# [AIM]
Convert every line of the records below into a Markdown table with the columns Row and Line. Number each row in order and leave out any blank lines.

# [Dataset records]
— Begin —

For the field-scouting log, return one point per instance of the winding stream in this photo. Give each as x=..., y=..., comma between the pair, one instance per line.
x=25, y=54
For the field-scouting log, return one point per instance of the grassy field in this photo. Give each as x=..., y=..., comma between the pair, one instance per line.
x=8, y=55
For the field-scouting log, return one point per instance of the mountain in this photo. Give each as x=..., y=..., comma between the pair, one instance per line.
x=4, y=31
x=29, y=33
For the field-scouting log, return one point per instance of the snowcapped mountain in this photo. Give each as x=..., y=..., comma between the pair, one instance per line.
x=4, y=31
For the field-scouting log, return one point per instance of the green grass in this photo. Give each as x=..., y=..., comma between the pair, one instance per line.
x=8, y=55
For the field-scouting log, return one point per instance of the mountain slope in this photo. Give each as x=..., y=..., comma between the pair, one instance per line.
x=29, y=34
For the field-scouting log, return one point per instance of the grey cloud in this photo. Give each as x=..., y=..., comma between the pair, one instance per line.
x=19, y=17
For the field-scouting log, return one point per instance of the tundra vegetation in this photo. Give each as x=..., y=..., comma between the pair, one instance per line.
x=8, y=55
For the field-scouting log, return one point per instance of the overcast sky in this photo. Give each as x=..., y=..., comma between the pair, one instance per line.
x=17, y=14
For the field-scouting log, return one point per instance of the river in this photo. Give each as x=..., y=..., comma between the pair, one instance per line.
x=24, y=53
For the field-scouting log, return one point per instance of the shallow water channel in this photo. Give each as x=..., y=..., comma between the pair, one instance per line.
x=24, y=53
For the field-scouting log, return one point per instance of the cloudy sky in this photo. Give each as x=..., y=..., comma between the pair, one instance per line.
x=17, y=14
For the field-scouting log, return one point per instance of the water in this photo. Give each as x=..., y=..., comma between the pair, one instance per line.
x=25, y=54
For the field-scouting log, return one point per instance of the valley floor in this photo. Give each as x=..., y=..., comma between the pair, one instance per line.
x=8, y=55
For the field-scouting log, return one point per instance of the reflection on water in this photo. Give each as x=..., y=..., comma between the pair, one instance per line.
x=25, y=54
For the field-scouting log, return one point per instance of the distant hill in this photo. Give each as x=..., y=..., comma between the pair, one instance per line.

— End —

# [RESPONSE TO THIS TASK]
| Row | Line |
|---|---|
| 1 | For the field-scouting log, return one point per instance of the winding stream in this photo. Give each as x=..., y=..., comma between the pair, one instance per line. |
| 2 | x=25, y=54 |
| 3 | For the field-scouting log, return one point per instance of the grassy field in this photo. Give each as x=..., y=..., comma between the pair, one instance per line. |
| 4 | x=8, y=55 |
| 5 | For the field-scouting log, return one point per instance of the mountain in this photo. Give each as x=..., y=..., comma between the pair, one instance per line. |
| 6 | x=4, y=31 |
| 7 | x=29, y=33 |
| 8 | For the field-scouting log, return one point per instance of the snowcapped mountain in this photo. Give each as x=..., y=..., comma between the pair, one instance per line. |
| 9 | x=4, y=31 |
| 10 | For the field-scouting log, return one point per instance of the green grass in this photo. Give each as x=..., y=..., comma between the pair, one instance per line. |
| 11 | x=8, y=55 |
| 12 | For the field-scouting log, return one point per instance of the mountain slope in this photo. Give each as x=..., y=..., comma between the pair, one instance per line. |
| 13 | x=29, y=34 |
| 14 | For the field-scouting log, return one point per instance of the grey cloud in this photo. Give each as x=..., y=..., comma between the pair, one instance per line. |
| 15 | x=19, y=17 |
| 16 | For the field-scouting log, return one point per instance of the tundra vegetation in this photo. Give each as x=..., y=..., comma between the pair, one instance per line. |
| 17 | x=8, y=55 |
| 18 | For the field-scouting log, return one point per instance of the overcast sky in this photo. Give each as x=..., y=..., comma between the pair, one instance per line. |
| 19 | x=17, y=14 |
| 20 | For the field-scouting log, return one point per instance of the river in this photo. Give each as x=..., y=..., comma between the pair, one instance per line. |
| 21 | x=24, y=53 |
| 22 | For the field-scouting log, return one point per instance of the shallow water channel in this photo. Give each as x=..., y=..., comma between the pair, one instance per line. |
| 23 | x=24, y=53 |
| 24 | For the field-scouting log, return one point per instance of the cloudy sky in this photo. Give each as x=..., y=..., comma between the pair, one instance per line. |
| 25 | x=17, y=14 |
| 26 | For the field-scouting log, return one point per instance of the water in this photo. Give each as x=..., y=..., comma between the pair, one instance per line. |
| 27 | x=25, y=54 |
| 28 | For the field-scouting log, return one point per instance of the valley floor in this photo. Give each as x=..., y=..., comma between the pair, one instance per line. |
| 29 | x=8, y=55 |
| 30 | For the field-scouting log, return one point per instance of the reflection on water in this photo. Give each as x=..., y=..., comma between the pair, one instance per line. |
| 31 | x=25, y=54 |
| 32 | For the field-scouting log, return one point per instance of the distant hill in this photo. Give each as x=..., y=..., comma between the pair, one instance per line. |